* [Excerpted passage]:

Emily Mandel on why Shakespeare could survive the apocalypse
- Published
Dystopian literary fiction is showing no signs of dying out.
Howard Jacobson's J, set in a future world where a past catastrophe is referred to as What Happened, If It Happened, is on this year's Man Booker shortlist - the winner of which will be announced on Tuesday.
One of the most high profile examples of dystopian literary fiction in recent years is Cormac McCarthy's 2006 novel The Road, which charts a father and son's journey across a ravaged landscape.
The young adult book market has seen the success of franchises such as The Hunger Games and Divergent.
The latest book on the subject, Emily St John Mandel's novel Station Eleven - in which a flu pandemic wipes out 99% of the world's population - approaches the topic from a cultural standpoint.
It features a troupe of Shakespearean actors - the Travelling Symphony - roaming a post-apocalyptic world with a Star Trek quote daubed on one of its caravans: "Because survival is insufficient".
The Canadian author tells the BBC why she thinks art will have such a crucial role after the collapse of civilisation.
How worried were you that the market for post-apocalyptic fiction might be saturated?
When I began writing the book it was late 2011 and there were a few post-apocalyptic literary novels but not many. By the time I'd finished the book the market seemed glutted with things. I was quite nervous that no one would want to buy it for that reason.
Why has that genre engaged readers?
People have suggested to me that post-apocalyptic fiction and the large number of these books is related to a generalised nervousness that we feel about the state of the world - climate change, etc.
On the other hand - when has the world ever not seemed on the edge of catastrophe? You think back to the First and Second World Wars and various points politically in the 60s.
Another possibility is that it comes back to The Road. That was the book that gave literary novelists the permission to write in an area that had previously been the domain of pulp novels.
Did you think of Station Eleven as a literary or post-apocalyptic novel?
I thought of it as a literary novel. My first three books were categorised as literary noir - I've never meant to write a genre novel - I've always set out to write literary fiction with the strongest possible plot.
An unexpected side effect of this is it seems to push me over to the borderlands of genre. It makes one realise the extent to which genre is a marketing decision.
Do people make assumptions because it might be a genre novel?
I know some people won't read it because they are so burnt-out on post-apocalyptic fiction.

* [Exercise tasks]:
#1 List every question the interviewer puts to Mandel in the Mandel interview.
#2 According to the Mandel interview, why was Mandel nervous that no one would want to buy Station Eleven? Answer in one to three sentences.
#3 Please return the passage of the Mandel interview between "When I began" and "in the 60s.", inclusive.

* [Given information]:
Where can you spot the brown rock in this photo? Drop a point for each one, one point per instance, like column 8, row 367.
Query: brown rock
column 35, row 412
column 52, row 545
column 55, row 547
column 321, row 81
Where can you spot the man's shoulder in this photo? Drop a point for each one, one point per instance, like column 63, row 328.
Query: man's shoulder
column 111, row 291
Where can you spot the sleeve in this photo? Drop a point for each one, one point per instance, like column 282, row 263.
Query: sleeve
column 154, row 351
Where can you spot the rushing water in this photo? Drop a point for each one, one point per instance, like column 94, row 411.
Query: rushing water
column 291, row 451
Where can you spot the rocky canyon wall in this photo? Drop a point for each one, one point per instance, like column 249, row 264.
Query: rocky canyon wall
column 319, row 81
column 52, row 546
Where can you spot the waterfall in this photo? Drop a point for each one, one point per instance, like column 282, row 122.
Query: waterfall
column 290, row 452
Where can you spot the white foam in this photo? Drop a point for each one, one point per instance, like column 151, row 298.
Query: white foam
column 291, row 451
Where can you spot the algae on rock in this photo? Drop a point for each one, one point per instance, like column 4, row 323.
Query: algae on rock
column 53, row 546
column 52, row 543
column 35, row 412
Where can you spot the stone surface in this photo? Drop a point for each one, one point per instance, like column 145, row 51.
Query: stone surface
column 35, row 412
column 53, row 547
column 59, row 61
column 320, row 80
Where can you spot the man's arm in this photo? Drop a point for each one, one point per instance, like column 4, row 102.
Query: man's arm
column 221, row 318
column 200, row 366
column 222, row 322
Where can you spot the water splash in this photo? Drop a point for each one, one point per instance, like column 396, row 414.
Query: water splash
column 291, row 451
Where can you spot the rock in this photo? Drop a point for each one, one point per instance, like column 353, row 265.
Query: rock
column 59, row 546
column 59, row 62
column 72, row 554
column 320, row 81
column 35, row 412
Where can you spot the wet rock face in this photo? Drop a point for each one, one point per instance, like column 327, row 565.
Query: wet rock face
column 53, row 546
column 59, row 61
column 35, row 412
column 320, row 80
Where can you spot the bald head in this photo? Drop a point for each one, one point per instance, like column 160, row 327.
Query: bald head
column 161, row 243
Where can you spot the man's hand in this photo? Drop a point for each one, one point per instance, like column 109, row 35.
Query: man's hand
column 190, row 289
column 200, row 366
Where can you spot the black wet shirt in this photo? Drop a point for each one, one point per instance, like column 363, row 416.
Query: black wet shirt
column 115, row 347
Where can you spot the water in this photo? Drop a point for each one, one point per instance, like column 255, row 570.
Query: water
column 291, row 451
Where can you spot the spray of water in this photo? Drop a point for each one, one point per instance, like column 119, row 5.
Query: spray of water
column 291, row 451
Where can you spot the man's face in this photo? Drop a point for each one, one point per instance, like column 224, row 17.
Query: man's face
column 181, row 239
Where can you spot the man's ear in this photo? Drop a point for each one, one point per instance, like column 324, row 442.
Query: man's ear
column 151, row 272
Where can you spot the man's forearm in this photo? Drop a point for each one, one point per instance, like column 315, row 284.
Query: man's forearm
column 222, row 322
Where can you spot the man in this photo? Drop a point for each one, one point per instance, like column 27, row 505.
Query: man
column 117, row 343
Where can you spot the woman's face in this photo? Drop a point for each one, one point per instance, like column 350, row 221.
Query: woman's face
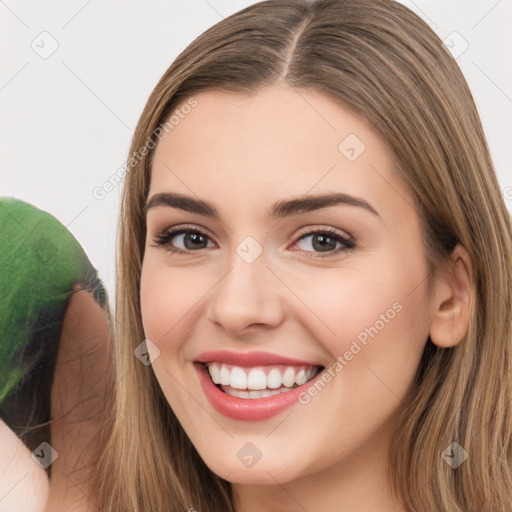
column 268, row 285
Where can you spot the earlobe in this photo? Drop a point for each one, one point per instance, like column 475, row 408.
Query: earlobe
column 452, row 301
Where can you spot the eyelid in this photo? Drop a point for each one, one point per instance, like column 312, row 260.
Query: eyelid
column 164, row 236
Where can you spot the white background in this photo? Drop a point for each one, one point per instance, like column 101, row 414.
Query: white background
column 67, row 120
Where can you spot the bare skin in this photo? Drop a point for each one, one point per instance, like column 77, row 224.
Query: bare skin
column 242, row 154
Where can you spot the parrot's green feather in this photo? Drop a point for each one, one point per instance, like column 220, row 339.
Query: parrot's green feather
column 40, row 260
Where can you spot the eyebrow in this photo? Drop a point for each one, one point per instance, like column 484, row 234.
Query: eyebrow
column 280, row 209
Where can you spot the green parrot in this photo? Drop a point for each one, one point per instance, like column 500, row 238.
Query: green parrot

* [Answers to the exercises]:
#1
1. How worried were you that the market for post-apocalyptic fiction might be saturated?
2. Why has that genre engaged readers?
3. Did you think of Station Eleven as a literary or post-apocalyptic novel?
4. Do people make assumptions because it might be a genre novel?

#2 When she began writing in late 2011, there were only a few post-apocalyptic literary novels. By the time she finished, the market seemed glutted with them, so she feared no one would want to buy her book.

#3
When I began writing the book it was late 2011 and there were a few post-apocalyptic literary novels but not many. By the time I'd finished the book the market seemed glutted with things. I was quite nervous that no one would want to buy it for that reason.
Why has that genre engaged readers?
People have suggested to me that post-apocalyptic fiction and the large number of these books is related to a generalised nervousness that we feel about the state of the world - climate change, etc.
On the other hand - when has the world ever not seemed on the edge of catastrophe? You think back to the First and Second World Wars and various points politically in the 60s.